-- Verilen görev 1 --
Aşağıdaki kentleşme ve modernizm metnine göre (a), (b) ve (c) ifadeleri doğru mu? Her birine evet ya da hayır diye cevap verin ve kararı belirleyen sözleri metinden aynen alıntılayın.
(a) Modernizm yalnızca sanatla ilişkili bir harekettir.
(b) Kartal'ın tanımında kentleşme bir nüfus birikimi sürecidir.
(c) Modernizmin ne zaman başladığı konusunda geniş bir görüş birliği vardır.
-- Verilen görev 2 --
Aşağıdaki kayıtlarda "A point marks every instance of the sky" ifadesinin geçtiği satırdan kayıtların sonuna kadar, iki uç da dahil olmak üzere, bütün satırları "photo" yerine "image" yazarak güncelleyin; başka hiçbir şeyi değiştirmeyin. Cevapta yalnızca bu satırlar bulunsun, resimler yer almasın.

-- Seçilmiş alıntı --
-.-.-
Önder Şenyapılı’ya göre sanayileşme sonrası kentleşme, sanayileşme sonrası değişen kent tanımından yaralanılarak yapılmalıdır. Buna göre, bir yerleşim yerinde tarımsal olmayan üretim artıyor ve üretimin dağıtımını eşgüdümleme etkinliği yoğunlaşıyorsa kentleşme oluşuyor demektir. Yani “her tür üretim, denetim ve dağıtımı eşgüdümleme etkinliklerinin yoğunlaşması, ülkenin kentleştiğini gösterir” (Altuntaş,1997: 55).

Başka bir tanıma göre kentleşme; işleyimleşmeye ve ekonomik gelişmeye koşut olarak kent sayısının artması ve kentlerin büyümesi sonucunu doğuran, toplumda artan oranda örgütleşmeye, uzmanlaşmaya ve insanlar arası ilişkilerde kentlere özgü değişikliklere yol açan nüfus birikimi sürecidir (Kartal, 1992: 49).

Bu süreç içinde modernizmin de kuşkusuz sürece etkisi anlamında ayrı bir önemi vardır. Modernizm genelde, 19. yy sonu ile II. Dünya Savaşı’nın başlangıcına kadar olan dönemde, bilhassa sanat ve edebiyatta meydana gelen büyük çaplı

(23)

değişimleri tanımlamakta kullanılan bir terim sayılmaktadır. Modernizmin ne zaman başladığı veya özelliklerinin tam olarak neler olduğu konusunda çok az görüş birliği bulunmasına karşın biçimsel olarak modernizm, genellikle, derinleşme, üslupçuluk, içe dönme, teknik gösteriş, içsel olarak kendinden kuşku duymaya yönelik bir hareket şeklinde tarif edilmiştir. Fakat modernizm yalnızca sanatla ilişkili bir hareket değildir. Aksine, zamanın teknolojik, siyasal ve ideolojik değişimleri ile gelişmelerini etkilemiş, ayrıca onlar tarafından etkilenmiş, oldukça geniş kapsamlı bir entelektüel harekettir (Marshall, 1999; 508).
-.-.-
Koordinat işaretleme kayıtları

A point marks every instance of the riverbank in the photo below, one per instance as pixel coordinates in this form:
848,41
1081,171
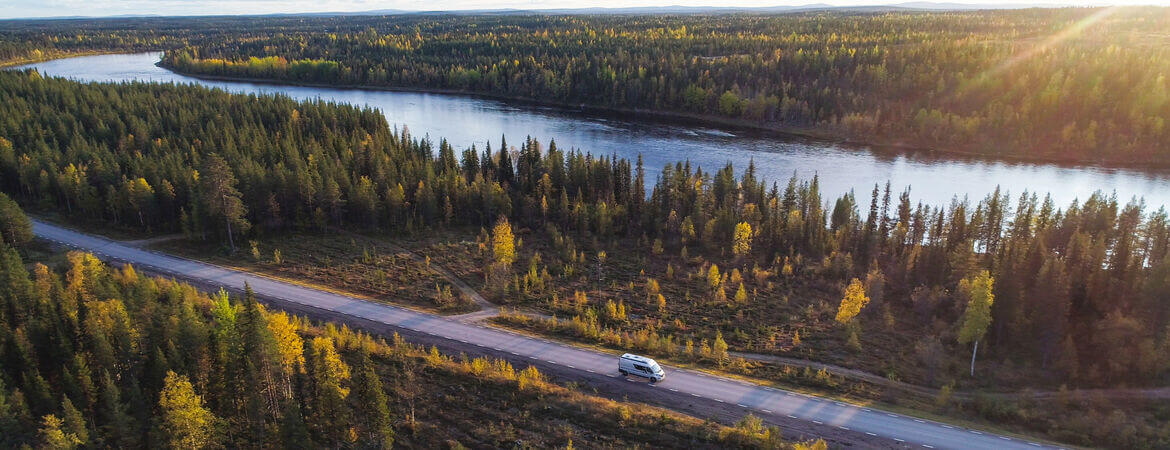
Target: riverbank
722,123
12,63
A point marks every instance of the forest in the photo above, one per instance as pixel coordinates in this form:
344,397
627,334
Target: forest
1087,278
97,357
1069,84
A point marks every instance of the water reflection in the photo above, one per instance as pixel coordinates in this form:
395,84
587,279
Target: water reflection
466,120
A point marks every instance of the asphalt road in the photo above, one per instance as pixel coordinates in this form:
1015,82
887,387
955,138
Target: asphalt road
762,401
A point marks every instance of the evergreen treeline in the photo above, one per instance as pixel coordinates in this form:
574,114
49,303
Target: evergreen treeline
1081,289
1061,84
111,359
1067,84
93,357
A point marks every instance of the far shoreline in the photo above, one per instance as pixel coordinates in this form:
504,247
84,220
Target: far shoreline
715,122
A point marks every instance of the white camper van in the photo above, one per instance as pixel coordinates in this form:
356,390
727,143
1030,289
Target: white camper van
641,366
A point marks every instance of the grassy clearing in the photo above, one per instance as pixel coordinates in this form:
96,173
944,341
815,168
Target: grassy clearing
338,263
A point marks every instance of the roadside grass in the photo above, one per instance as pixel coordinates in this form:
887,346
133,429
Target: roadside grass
336,263
777,307
486,402
823,385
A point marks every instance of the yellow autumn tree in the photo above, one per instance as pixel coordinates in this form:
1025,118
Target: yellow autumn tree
186,422
852,303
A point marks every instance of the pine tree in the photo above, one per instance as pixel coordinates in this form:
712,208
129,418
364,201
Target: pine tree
852,303
372,410
977,316
53,437
503,244
742,240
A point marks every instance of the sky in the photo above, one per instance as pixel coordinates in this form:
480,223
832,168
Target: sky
48,8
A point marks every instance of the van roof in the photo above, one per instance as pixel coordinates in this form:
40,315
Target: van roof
637,358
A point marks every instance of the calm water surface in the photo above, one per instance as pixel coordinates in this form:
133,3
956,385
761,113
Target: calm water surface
465,120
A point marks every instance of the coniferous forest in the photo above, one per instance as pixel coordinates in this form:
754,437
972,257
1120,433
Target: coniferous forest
169,158
706,265
1092,87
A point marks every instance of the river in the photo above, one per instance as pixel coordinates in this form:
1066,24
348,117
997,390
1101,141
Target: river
466,119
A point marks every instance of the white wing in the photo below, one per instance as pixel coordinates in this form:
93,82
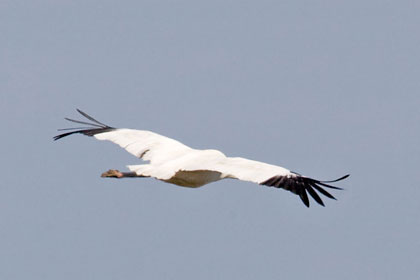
-.-.-
-- Sonuç 1 --
(a) Hayır: "Fakat modernizm yalnızca sanatla ilişkili bir hareket değildir."
(b) Evet: "insanlar arası ilişkilerde kentlere özgü değişikliklere yol açan nüfus birikimi sürecidir"
(c) Hayır: "Modernizmin ne zaman başladığı veya özelliklerinin tam olarak neler olduğu konusunda çok az görüş birliği bulunmasına karşın"

-- Sonuç 2 --
A point marks every instance of the sky in the image above, one per instance as pixel coordinates in this form:
480,223
832,168
Target: sky
48,8
A point marks every instance of the van roof in the image above, one per instance as pixel coordinates in this form:
40,315
Target: van roof
637,358
A point marks every instance of the calm water surface in the image above, one per instance as pixel coordinates in this form:
133,3
956,385
761,113
Target: calm water surface
465,120
A point marks every instance of the coniferous forest in the image above, one per instance as pixel coordinates in this form:
754,437
972,257
1120,433
Target: coniferous forest
169,158
706,265
1092,87
A point marks every instance of the river in the image above, one per instance as pixel coordinates in this form:
1066,24
348,117
997,390
1101,141
Target: river
466,119
A point marks every instance of the white wing in the image below, one per instance as pixel coordinates in this form:
93,82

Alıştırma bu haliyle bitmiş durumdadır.